Records excerpted from a collection:
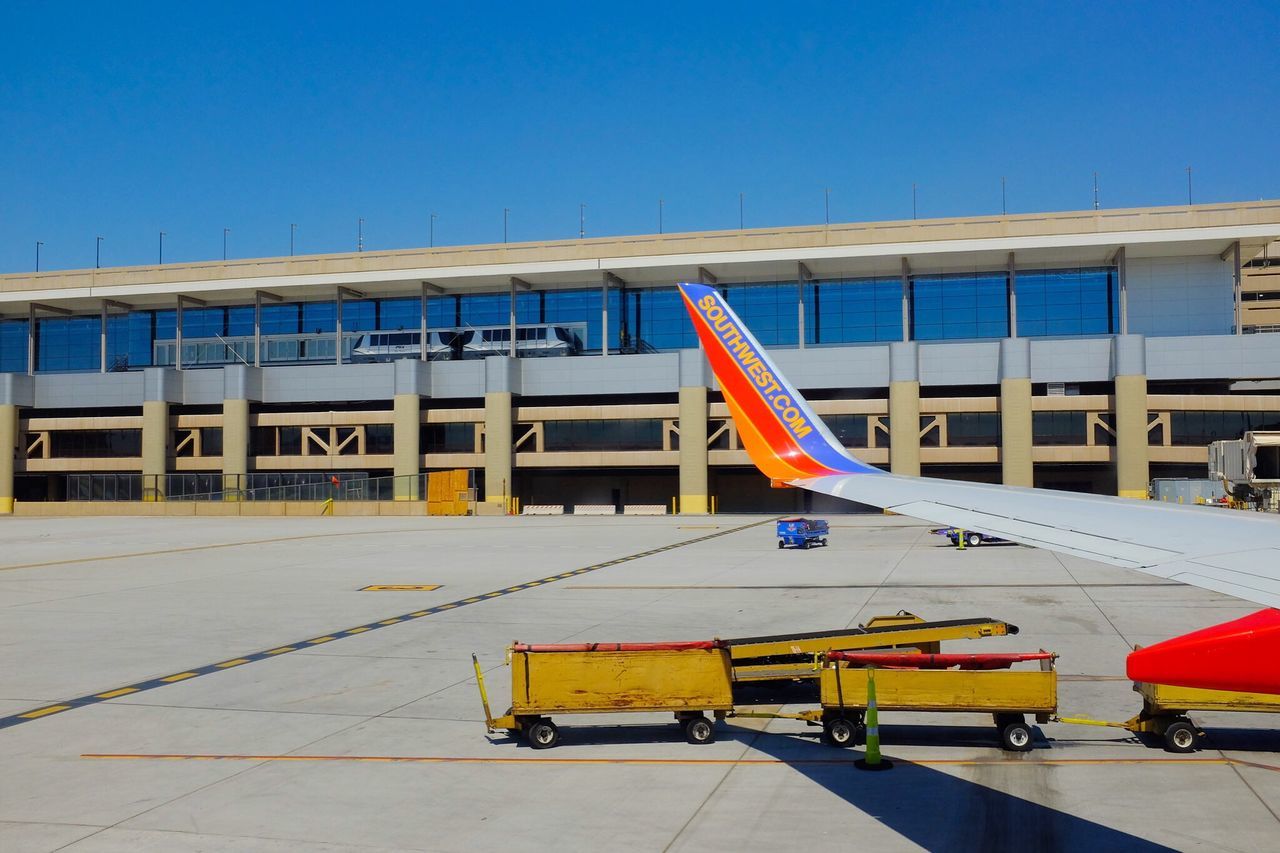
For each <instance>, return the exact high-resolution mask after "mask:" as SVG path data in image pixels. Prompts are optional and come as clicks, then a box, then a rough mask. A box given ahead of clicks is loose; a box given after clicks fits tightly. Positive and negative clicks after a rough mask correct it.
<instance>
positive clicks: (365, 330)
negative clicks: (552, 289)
mask: <svg viewBox="0 0 1280 853" xmlns="http://www.w3.org/2000/svg"><path fill="white" fill-rule="evenodd" d="M1007 283H1009V280H1007V274H1006V273H1005V272H986V273H983V272H978V273H964V274H947V275H915V277H913V278H911V282H910V291H909V311H908V314H909V321H910V329H909V333H910V334H909V337H910V338H911V339H918V341H963V339H984V338H1001V337H1005V336H1007V334H1009V293H1007V291H1009V288H1007ZM718 288H719V291H721V293H723V295H724V298H726V300H727V301H728V304H730V305H731V306H733V310H735V311H736V313H737V314H739V316H741V318H742V320H744V321H745V323H746V325H748V327H749V328H750V329H751V332H753V333H754V334H755V336H756V338H759V341H760V342H762V343H763V345H764V346H768V347H794V346H797V345H799V319H797V318H799V306H797V300H800V297H801V284H800V282H797V280H778V282H760V283H750V284H745V283H722V284H719V286H718ZM803 296H804V318H805V321H804V329H805V332H804V333H805V345H806V346H824V345H850V343H876V342H887V341H901V339H902V338H904V334H902V286H901V280H900V279H899V278H896V277H891V278H847V279H846V278H840V279H823V280H814V282H805V283H804V284H803ZM602 298H605V296H604V295H603V293H602V289H600V288H599V287H591V288H582V289H563V291H520V292H517V295H516V321H517V323H518V324H541V323H552V324H566V325H568V328H571V333H572V334H575V336H577V337H579V351H580V352H582V353H586V355H590V353H598V352H600V347H602V345H603V343H605V342H607V343H608V347H609V348H611V350H612V351H622V352H657V351H672V350H681V348H691V347H696V346H698V339H696V336H695V334H694V329H692V325H691V324H690V321H689V316H687V314H686V311H685V306H684V302H682V300H681V297H680V293H678V291H677V289H676V288H675V287H657V288H625V287H621V288H620V287H611V288H609V291H608V296H607V298H608V328H607V329H605V328H602V313H603V311H602V309H603V307H604V306H603V305H602ZM1116 302H1117V300H1116V275H1115V270H1114V269H1110V268H1085V269H1056V270H1019V273H1018V333H1019V334H1020V336H1029V337H1034V336H1082V334H1107V333H1111V332H1114V329H1115V328H1116V325H1117V320H1116ZM509 310H511V306H509V295H508V293H506V292H493V293H467V295H449V296H429V297H428V301H426V319H428V327H429V328H431V329H454V328H467V327H504V325H507V323H508V321H509ZM337 314H338V310H337V302H335V301H334V300H320V301H303V302H283V304H274V302H268V304H264V305H262V311H261V333H262V336H264V337H271V338H273V341H270V342H269V343H266V345H264V350H269V351H268V352H265V353H264V360H265V361H268V362H285V361H291V360H296V361H314V360H324V359H326V357H328V359H332V357H333V345H332V342H326V339H325V337H324V336H332V334H333V333H334V330H335V329H337V319H338V318H337ZM177 315H178V313H177V310H174V309H165V310H155V311H133V313H129V314H111V315H110V316H109V318H108V341H106V345H108V346H106V350H108V353H106V356H108V369H109V370H127V369H138V368H146V366H152V365H156V364H160V365H169V364H173V353H174V347H173V346H172V345H173V342H174V339H175V338H177V324H178V316H177ZM99 323H100V319H99V316H97V315H86V316H70V318H65V316H58V318H38V319H37V320H36V330H35V332H36V333H35V341H36V359H37V360H36V369H37V370H40V371H77V370H84V371H90V370H97V369H99V366H100V351H99V328H100V327H99ZM420 324H421V304H420V300H419V298H417V297H392V298H362V300H355V298H353V300H344V301H343V309H342V327H343V332H344V333H346V334H348V336H349V337H348V341H347V342H344V348H346V350H349V347H351V342H353V341H355V338H356V337H358V333H361V332H367V330H372V329H383V330H415V329H417V328H419V327H420ZM252 334H253V306H252V305H234V306H224V307H189V309H186V310H184V311H183V341H184V345H189V346H192V347H193V348H192V350H191V351H189V352H188V351H187V348H186V346H184V355H183V362H184V364H187V365H192V366H195V365H200V364H220V362H224V364H230V362H233V361H238V360H241V359H243V360H246V361H251V360H252V359H251V351H252V346H251V345H248V343H244V341H246V339H251V338H252ZM280 336H296V337H297V338H298V339H300V341H301V339H302V338H308V339H307V341H306V345H305V346H298V345H291V341H288V339H279V338H280ZM219 338H223V339H230V341H233V342H234V343H233V346H232V348H230V350H228V348H225V347H221V348H219V347H218V346H216V345H218V343H219ZM157 342H163V343H159V346H157ZM201 342H204V345H206V348H205V350H201V348H200V346H201V345H202V343H201ZM210 347H211V348H210ZM325 347H328V350H329V351H328V352H321V350H324V348H325ZM303 348H306V350H308V352H307V353H306V355H302V352H303ZM310 350H315V352H310ZM205 356H207V357H205ZM291 356H292V357H291ZM26 370H27V321H26V320H23V319H19V320H5V321H0V371H12V373H22V371H26Z"/></svg>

## PROBLEM DETAILS
Read the entries and select each line where the word "instance" is found.

## REPLY TO THE EXERCISE
For each <instance>, return the exact high-resolution mask after "mask:" as SVG path data in image pixels. Prompts are optional and come as clicks, then a box, then a rough mask. A box given ahead of clicks is loose; a box given after clicks fits tightly. Positive and negative clicks after a rough mask correct it.
<instance>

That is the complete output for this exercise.